>> Begin PROVIDED DATA
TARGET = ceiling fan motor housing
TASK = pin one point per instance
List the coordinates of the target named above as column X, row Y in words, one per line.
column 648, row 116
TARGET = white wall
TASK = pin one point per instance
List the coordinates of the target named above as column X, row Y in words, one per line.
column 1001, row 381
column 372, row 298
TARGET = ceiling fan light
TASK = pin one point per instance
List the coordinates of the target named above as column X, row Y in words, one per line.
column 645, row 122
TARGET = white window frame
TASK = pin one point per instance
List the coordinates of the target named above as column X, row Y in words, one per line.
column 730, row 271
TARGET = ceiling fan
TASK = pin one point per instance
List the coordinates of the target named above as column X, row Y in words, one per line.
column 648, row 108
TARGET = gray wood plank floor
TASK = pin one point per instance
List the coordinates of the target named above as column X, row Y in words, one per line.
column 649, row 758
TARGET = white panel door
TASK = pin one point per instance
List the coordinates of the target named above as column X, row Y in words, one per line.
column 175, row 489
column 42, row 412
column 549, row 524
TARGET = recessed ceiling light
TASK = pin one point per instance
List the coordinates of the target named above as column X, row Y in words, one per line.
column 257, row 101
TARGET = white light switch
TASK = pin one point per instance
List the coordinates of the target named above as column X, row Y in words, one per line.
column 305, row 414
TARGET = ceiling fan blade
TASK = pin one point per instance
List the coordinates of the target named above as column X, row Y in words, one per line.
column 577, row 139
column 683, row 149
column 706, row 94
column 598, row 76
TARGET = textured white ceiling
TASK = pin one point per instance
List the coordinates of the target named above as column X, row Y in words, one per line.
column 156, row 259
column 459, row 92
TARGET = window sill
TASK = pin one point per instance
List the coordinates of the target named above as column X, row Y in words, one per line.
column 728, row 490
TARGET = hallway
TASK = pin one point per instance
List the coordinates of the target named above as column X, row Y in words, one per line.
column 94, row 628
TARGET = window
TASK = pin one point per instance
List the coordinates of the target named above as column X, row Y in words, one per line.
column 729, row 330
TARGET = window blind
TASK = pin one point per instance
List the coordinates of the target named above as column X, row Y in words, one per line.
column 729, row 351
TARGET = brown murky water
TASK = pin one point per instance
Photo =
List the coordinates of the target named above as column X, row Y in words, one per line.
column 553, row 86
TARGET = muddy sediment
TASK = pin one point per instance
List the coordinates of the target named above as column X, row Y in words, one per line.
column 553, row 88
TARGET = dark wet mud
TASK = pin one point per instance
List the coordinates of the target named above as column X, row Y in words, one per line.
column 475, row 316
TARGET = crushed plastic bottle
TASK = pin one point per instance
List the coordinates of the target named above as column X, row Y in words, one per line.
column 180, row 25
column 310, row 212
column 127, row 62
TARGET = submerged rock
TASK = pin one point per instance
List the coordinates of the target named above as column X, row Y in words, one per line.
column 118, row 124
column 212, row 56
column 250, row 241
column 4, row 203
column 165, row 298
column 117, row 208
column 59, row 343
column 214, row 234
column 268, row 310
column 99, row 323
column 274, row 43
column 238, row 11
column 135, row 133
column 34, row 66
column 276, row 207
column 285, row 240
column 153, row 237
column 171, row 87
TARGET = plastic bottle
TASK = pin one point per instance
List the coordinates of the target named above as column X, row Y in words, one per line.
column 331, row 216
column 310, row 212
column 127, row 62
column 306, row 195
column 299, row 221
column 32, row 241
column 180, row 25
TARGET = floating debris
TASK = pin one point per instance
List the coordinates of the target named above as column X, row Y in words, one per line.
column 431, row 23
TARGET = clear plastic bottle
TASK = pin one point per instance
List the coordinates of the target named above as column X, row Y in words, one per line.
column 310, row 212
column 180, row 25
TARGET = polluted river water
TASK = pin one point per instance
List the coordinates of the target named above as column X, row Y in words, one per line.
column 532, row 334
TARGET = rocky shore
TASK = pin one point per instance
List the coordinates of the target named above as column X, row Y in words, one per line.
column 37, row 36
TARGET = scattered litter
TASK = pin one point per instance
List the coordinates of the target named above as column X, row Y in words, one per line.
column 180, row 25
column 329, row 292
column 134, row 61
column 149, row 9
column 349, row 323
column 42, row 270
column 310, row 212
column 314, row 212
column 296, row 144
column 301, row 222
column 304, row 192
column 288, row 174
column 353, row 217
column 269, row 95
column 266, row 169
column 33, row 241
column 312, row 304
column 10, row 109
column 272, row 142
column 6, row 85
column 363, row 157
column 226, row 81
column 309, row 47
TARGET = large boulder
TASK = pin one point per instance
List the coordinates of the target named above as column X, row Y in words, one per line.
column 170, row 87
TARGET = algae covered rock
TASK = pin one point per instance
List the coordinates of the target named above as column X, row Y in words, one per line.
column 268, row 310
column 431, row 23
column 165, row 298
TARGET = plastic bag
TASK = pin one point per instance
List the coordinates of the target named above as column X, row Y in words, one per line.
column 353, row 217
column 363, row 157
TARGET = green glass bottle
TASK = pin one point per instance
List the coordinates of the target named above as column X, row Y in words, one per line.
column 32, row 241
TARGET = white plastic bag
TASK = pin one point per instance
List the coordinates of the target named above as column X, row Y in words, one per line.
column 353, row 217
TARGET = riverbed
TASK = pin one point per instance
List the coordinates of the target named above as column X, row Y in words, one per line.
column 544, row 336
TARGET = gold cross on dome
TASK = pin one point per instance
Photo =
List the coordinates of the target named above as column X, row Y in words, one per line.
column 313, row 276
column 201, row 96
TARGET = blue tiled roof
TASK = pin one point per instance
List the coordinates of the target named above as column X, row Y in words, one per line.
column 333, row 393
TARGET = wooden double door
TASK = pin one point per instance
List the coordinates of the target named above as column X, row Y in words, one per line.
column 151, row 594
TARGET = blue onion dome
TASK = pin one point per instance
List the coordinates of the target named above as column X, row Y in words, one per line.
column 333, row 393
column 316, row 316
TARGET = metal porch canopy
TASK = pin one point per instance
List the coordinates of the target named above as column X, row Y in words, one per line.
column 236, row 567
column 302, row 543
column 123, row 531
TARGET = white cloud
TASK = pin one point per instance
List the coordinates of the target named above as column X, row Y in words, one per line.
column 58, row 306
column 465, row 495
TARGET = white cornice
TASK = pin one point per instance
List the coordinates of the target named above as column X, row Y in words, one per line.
>> End PROVIDED DATA
(SET TASK)
Recopy the entries above in their entirety, exactly.

(RESPONSE TO THIS EXERCISE)
TARGET = ceiling fan motor housing
TASK = pin one point per instance
List the coordinates of the target named above as column X, row Y in words, one per line.
column 648, row 116
TARGET = white wall
TASK = pin one point per instance
List the coordinates of the target named above as column X, row Y in words, one per line.
column 1001, row 381
column 372, row 298
TARGET = ceiling fan light
TASK = pin one point per instance
List the coordinates of the target named above as column X, row Y in words, one per line.
column 645, row 122
TARGET = white window frame
TASK = pin one point per instance
List the coordinates of the target named above as column X, row Y in words, one per line.
column 730, row 271
TARGET = ceiling fan
TASK = pin one point per instance
List the coordinates of the target named above as column X, row Y in words, one per line.
column 648, row 108
TARGET = gray wood plank floor
TASK = pin one point per instance
List the coordinates of the target named above as column X, row Y in words, one per line.
column 649, row 758
TARGET = white panel door
TASK = pin one point per instance
List the coordinates of the target named above as column X, row Y in words, one per line.
column 175, row 489
column 42, row 412
column 549, row 524
TARGET = recessed ceiling light
TASK = pin one point per instance
List the coordinates of the target named above as column X, row Y in words, one per line.
column 257, row 101
TARGET = white light switch
TASK = pin one point per instance
List the coordinates of the target named above as column X, row Y in words, one per line.
column 305, row 414
TARGET = ceiling fan blade
TASK = pin one point per instance
List the coordinates of the target named above as column X, row Y in words, one per line.
column 577, row 139
column 683, row 149
column 706, row 94
column 598, row 76
TARGET = textured white ceiling
TASK = pin one point per instance
List the coordinates of the target named above as column X, row Y in words, one per line.
column 156, row 259
column 459, row 92
TARGET = window sill
TASK = pin one point per instance
List the coordinates of the target named above as column X, row Y in words, one per line.
column 728, row 490
TARGET = hallway
TASK = pin one point per instance
List the coordinates of the target named above as column X, row Y in words, one per line.
column 94, row 628
TARGET = window
TASK = pin one point per instance
List the coordinates of the target named above as column X, row Y in words, one per line.
column 729, row 330
TARGET = window blind
TASK = pin one point per instance
List the coordinates of the target named above as column X, row Y in words, one per line.
column 729, row 351
TARGET = brown murky water
TASK = pin one point per instance
Photo =
List the coordinates of the target named above as column X, row Y in words, one per line.
column 553, row 86
TARGET = muddy sediment
TASK = pin one point per instance
List the coordinates of the target named above as column X, row Y in words, one per line.
column 553, row 88
TARGET = dark wet mud
TASK = pin one point per instance
List the coordinates of the target named above as column X, row Y in words, one per line.
column 475, row 316
TARGET = crushed plastic bottle
TASK = pin one point per instance
List the coordinates of the target named above as column X, row Y in words, one per line.
column 180, row 25
column 310, row 212
column 127, row 62
TARGET = submerged rock
TASK = pin one point per instance
List the coordinates of the target named above as column X, row Y in words, one per line.
column 118, row 124
column 212, row 56
column 250, row 241
column 4, row 203
column 165, row 298
column 117, row 208
column 59, row 343
column 214, row 234
column 268, row 310
column 99, row 323
column 274, row 43
column 238, row 11
column 135, row 133
column 34, row 66
column 276, row 207
column 285, row 240
column 153, row 237
column 171, row 87
TARGET = plastic bottle
TASK = pin one point per instance
List the coordinates of the target named above as column X, row Y in words, one per line.
column 331, row 216
column 310, row 212
column 127, row 62
column 306, row 195
column 299, row 221
column 32, row 241
column 180, row 25
TARGET = floating debris
TASK = pin one point per instance
List the coordinates of the target named above as column X, row Y in words, one per line.
column 431, row 23
TARGET = clear plastic bottle
TASK = pin one point per instance
List the coordinates of the target named above as column X, row Y in words, one per line.
column 310, row 212
column 180, row 25
TARGET = polluted river water
TASK = pin one point per instance
List the coordinates of the target named above as column X, row Y in words, one per line.
column 532, row 334
TARGET = rocky shore
TASK = pin one point per instance
List the coordinates of the target named above as column X, row Y in words, one per line.
column 37, row 36
TARGET = scattered litter
TASK = pin one point per instance
List the coordinates of the target named above as column X, row Y in words, one per line.
column 180, row 25
column 329, row 292
column 134, row 61
column 149, row 9
column 349, row 323
column 42, row 270
column 310, row 212
column 314, row 212
column 296, row 144
column 301, row 222
column 304, row 192
column 288, row 174
column 353, row 217
column 269, row 95
column 266, row 169
column 33, row 241
column 312, row 304
column 10, row 109
column 272, row 142
column 6, row 85
column 363, row 157
column 226, row 81
column 309, row 47
TARGET = large boulder
TASK = pin one point per instance
List the coordinates of the target named above as column X, row Y in words, one per line.
column 170, row 87
TARGET = algae covered rock
TASK = pin one point per instance
List the coordinates of the target named above as column X, row Y in words, one per line.
column 268, row 310
column 431, row 23
column 165, row 298
TARGET = plastic bag
TASK = pin one point per instance
List the coordinates of the target named above as column X, row Y in words, one per line.
column 353, row 217
column 363, row 157
TARGET = green glass bottle
TASK = pin one point per instance
List the coordinates of the target named above as column X, row Y in words, one per line.
column 32, row 241
TARGET = white plastic bag
TASK = pin one point per instance
List the coordinates of the target named above as column X, row Y in words, one per line.
column 353, row 217
TARGET = riverbed
TASK = pin one point per instance
List the coordinates of the target named above as column X, row Y in words, one per line.
column 544, row 336
TARGET = gold cross on dome
TASK = pin one point per instance
Photo =
List the coordinates of the target named above as column X, row Y in words, one per line.
column 313, row 276
column 201, row 96
TARGET = blue tiled roof
TASK = pin one point per instance
List the coordinates of the target named above as column X, row Y in words, one per line.
column 333, row 393
TARGET = wooden double door
TASK = pin one point per instance
List the coordinates of the target named above as column X, row Y in words, one per line.
column 151, row 594
TARGET = blue onion dome
TASK = pin one point per instance
List the coordinates of the target named above as column X, row Y in words, one per line.
column 333, row 393
column 316, row 316
TARGET = metal porch canopy
TASK = pin one point per instance
List the coordinates of the target named above as column X, row Y in words, one per line.
column 236, row 567
column 302, row 543
column 123, row 531
TARGET = white cloud
TASK = pin one point per instance
List the coordinates of the target named above as column X, row Y in words, one per line.
column 58, row 306
column 465, row 495
TARGET = white cornice
TASK = pin one point per instance
List the coordinates of the target named above as column X, row Y in words, one per line.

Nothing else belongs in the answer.